START STORED ROWS

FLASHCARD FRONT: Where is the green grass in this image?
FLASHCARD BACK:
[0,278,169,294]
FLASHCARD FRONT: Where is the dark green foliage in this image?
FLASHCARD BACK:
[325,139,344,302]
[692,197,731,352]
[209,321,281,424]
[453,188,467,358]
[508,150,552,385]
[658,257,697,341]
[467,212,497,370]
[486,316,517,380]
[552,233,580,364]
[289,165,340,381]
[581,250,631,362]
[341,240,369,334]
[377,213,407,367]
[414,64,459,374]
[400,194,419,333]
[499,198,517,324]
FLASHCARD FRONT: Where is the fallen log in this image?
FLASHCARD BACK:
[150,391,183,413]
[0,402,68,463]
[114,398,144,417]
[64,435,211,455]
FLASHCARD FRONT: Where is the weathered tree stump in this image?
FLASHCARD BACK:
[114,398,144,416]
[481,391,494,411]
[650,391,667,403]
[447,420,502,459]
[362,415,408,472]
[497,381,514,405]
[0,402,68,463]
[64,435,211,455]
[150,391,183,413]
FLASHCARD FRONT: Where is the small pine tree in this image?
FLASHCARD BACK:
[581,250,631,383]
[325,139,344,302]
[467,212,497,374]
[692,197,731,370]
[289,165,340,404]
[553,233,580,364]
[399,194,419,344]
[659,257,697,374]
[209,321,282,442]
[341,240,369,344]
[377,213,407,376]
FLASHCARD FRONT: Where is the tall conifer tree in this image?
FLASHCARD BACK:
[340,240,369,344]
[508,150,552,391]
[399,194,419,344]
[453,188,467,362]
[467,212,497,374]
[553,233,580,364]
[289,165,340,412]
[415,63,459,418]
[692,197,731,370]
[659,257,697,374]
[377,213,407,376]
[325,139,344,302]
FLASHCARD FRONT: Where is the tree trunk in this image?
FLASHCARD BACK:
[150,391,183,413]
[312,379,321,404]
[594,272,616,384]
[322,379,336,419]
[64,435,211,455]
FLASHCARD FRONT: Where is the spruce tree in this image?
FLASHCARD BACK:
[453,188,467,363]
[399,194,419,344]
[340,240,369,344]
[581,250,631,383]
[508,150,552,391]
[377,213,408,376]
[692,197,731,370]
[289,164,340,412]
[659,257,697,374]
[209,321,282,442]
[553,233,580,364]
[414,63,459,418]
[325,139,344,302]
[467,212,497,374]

END STORED ROWS

- **WHAT IS BEING ASKED**
Convert the whole listing above into a Markdown table with two columns, "Row" and "Line". Number each line in order under "Row" and leave out any blank lines.

- **TASK OUTPUT**
| Row | Line |
|---|---|
| 1 | FLASHCARD FRONT: Where is the green grass in this image? |
| 2 | FLASHCARD BACK: |
| 3 | [0,278,169,294] |
| 4 | FLASHCARD FRONT: Where is the dark green foliage in this image? |
| 5 | FLASHCARD BACK: |
| 6 | [325,139,344,302] |
| 7 | [692,197,731,352] |
| 8 | [209,321,281,424] |
| 9 | [453,188,467,358] |
| 10 | [508,150,552,385] |
| 11 | [658,257,697,341] |
| 12 | [467,212,497,370] |
| 13 | [486,316,517,380] |
| 14 | [552,233,580,364] |
| 15 | [289,165,340,381] |
| 16 | [581,250,631,362] |
| 17 | [341,240,369,334] |
| 18 | [377,213,407,367] |
| 19 | [414,64,459,374] |
| 20 | [400,194,419,333] |
| 21 | [499,198,517,324] |
| 22 | FLASHCARD FRONT: Where is the fallen log in this image? |
| 23 | FLASHCARD BACK: |
| 24 | [150,391,183,413] |
| 25 | [0,402,68,463] |
| 26 | [114,398,144,417] |
| 27 | [64,435,211,455] |
| 28 | FLASHCARD FRONT: Where is the weathered tree stump in this image? |
| 29 | FLASHCARD BACK: |
| 30 | [114,398,144,416] |
| 31 | [481,391,494,411] |
| 32 | [650,391,667,403] |
| 33 | [447,420,502,459] |
| 34 | [362,415,408,472] |
| 35 | [497,381,514,405] |
| 36 | [0,402,68,463] |
| 37 | [64,435,211,455] |
| 38 | [150,391,183,413] |
| 39 | FLASHCARD FRONT: Where is the small pine tree in this image? |
| 40 | FLASHCARD BACK: |
| 41 | [581,250,631,383] |
| 42 | [325,139,344,302] |
| 43 | [467,212,497,374] |
| 44 | [692,197,731,370] |
| 45 | [289,165,340,404] |
| 46 | [553,233,580,364] |
| 47 | [399,194,419,344] |
| 48 | [659,257,697,374] |
| 49 | [209,321,282,442] |
| 50 | [341,240,369,344] |
| 51 | [377,213,407,376] |
| 52 | FLASHCARD FRONT: Where is the tall conifer tree in this image? |
| 53 | FLASHCARD BACK: |
| 54 | [340,240,369,344] |
| 55 | [508,150,552,391] |
| 56 | [399,194,419,344] |
| 57 | [453,188,467,362] |
| 58 | [467,212,497,374] |
| 59 | [553,233,580,364] |
| 60 | [289,165,340,412] |
| 61 | [415,63,459,418] |
| 62 | [692,197,731,370] |
| 63 | [659,257,697,374] |
| 64 | [377,213,407,376] |
| 65 | [325,139,344,302] |
| 66 | FLASHCARD FRONT: Where is the tree trunk in this image? |
| 67 | FLASHCARD BACK: |
| 68 | [150,391,183,413] |
| 69 | [312,379,321,404] |
| 70 | [594,272,616,384] |
| 71 | [322,379,336,419] |
| 72 | [64,435,211,455] |
| 73 | FLASHCARD FRONT: Where is the spruce tree in this image? |
| 74 | FLASHCARD BACK: |
| 75 | [453,188,467,363] |
| 76 | [399,194,419,344] |
| 77 | [340,240,369,344] |
| 78 | [581,250,631,383] |
| 79 | [508,150,552,391] |
| 80 | [377,213,408,376] |
| 81 | [692,197,731,370] |
| 82 | [289,164,340,412] |
| 83 | [659,257,697,374] |
| 84 | [209,321,282,442] |
| 85 | [553,233,580,364] |
| 86 | [414,63,459,418] |
| 87 | [325,139,344,302] |
| 88 | [467,212,497,374] |